TEXTE SOURCE:

----------------------------------------

Lavender, l’IA qui cible les Palestiniens (3ème partie)

Par Yuval Abraham, traduction par Jocelyne Le Boulicaut

mardi 30 avril 2024, par JMT

AID soutient financièrement le très intéressant site "Les-crises.fr" depuis plusieurs années. Nous avons fait un pas de plus en participant aux traductions des textes anglais quand le site fait appel à la solidarité de ses adhérents. Nous avons donc mandaté une de nos adhérentes, Jocelyne LE BOULICAUT, enseignante universitaire d’anglais retraitée, pour y participer en notre nom et nous indemnisons son temps passé avec notre monnaie interne

Lavender, l’IA qui cible les Palestiniens 3ème partie

Le 03 avril 2024 par Yuval Abraham

Yuval Abraham est journaliste et cinéaste, il vit à Jérusalem.

Des Palestiniens creusant, à mains nues, trouvent un cadavre dans les décombres après une frappe aérienne israélienne qui a tué des dizaines de Palestiniens au milieu du camp de réfugiés d’Al-Maghazi, au centre de la bande de Gaza, le 5 novembre 2023. (Mohammed Zaanoun/Activestills)

’Des familles entières ont été tuées’

Des sources de renseignements ont déclaré à +972 et à Local Call qu’ils ont participé à des frappes encore plus meurtrières. Afin d’assassiner Ayman Nofal, le commandant de la Brigade centrale de Gaza du Hamas, une source a déclaré que l’armée avait autorisé le meurtre d’environ 300 civils, détruisant plusieurs immeubles lors de frappes aériennes sur le camp de réfugiés d’Al-Bureij le 17 octobre, sur la base d’un repérage imprécis de Nofal.

Des images satellite et des vidéos de la scène montrent la destruction de plusieurs grands immeubles d’habitation à plusieurs étages. « Entre 16 et 18 maisons ont été détruites lors de l’attaque, a déclaré Amro Al-Khatib, un résident du camp, à +972 et à Local Call. On ne pouvait plus distinguer les appartements les uns des autres - ils se sont tous mélangés dans les décombres, et nous avons trouvé des parties de corps humains partout ».

Au lendemain de la catastrophe, Al-Khatib se souvient qu’une cinquantaine de cadavres ont été retirés des décombres et qu’environ 200 personnes ont été blessées, dont un grand nombre grièvement.

Mais ce n’était là que le premier jour. Les habitants du camp ont, pendant cinq jours, continué de sortir les morts et les blessés, a-t-il déclaré. Nael Al-Bahisi, ambulancier, a été l’un des premiers à arriver sur les lieux. Il a dénombré entre 50 et 70 victimes ce premier jour.

« À un moment donné, nous avons compris que la cible de la frappe était le commandant du Hamas Ayman Nofal, a-t-il déclaré à +972 et à Local Call. Ils l’ont tué, ainsi que de nombreuses personnes qui ne savaient pas qu’il était là. Des familles entières avec des enfants ont été tuées ».

----------------------------------------

EXTRAIT DU CORPUS:
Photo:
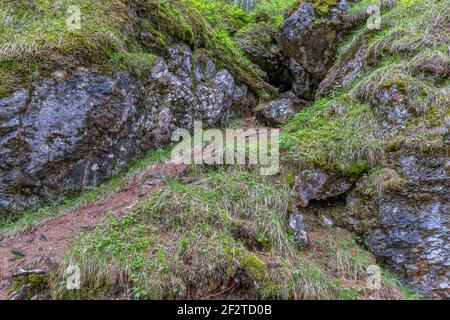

----------------------------------------

TÂCHE À RÉALISER: D'après l'article sur Lavender, combien de maisons Amro Al-Khatib dit-il avoir été détruites lors de l'attaque sur le camp d'Al-Bureij ? Répondez en une phrase, s'il vous plaît.

RÉSULTAT OBTENU: Selon Amro Al-Khatib, entre 16 et 18 maisons ont été détruites lors de l'attaque.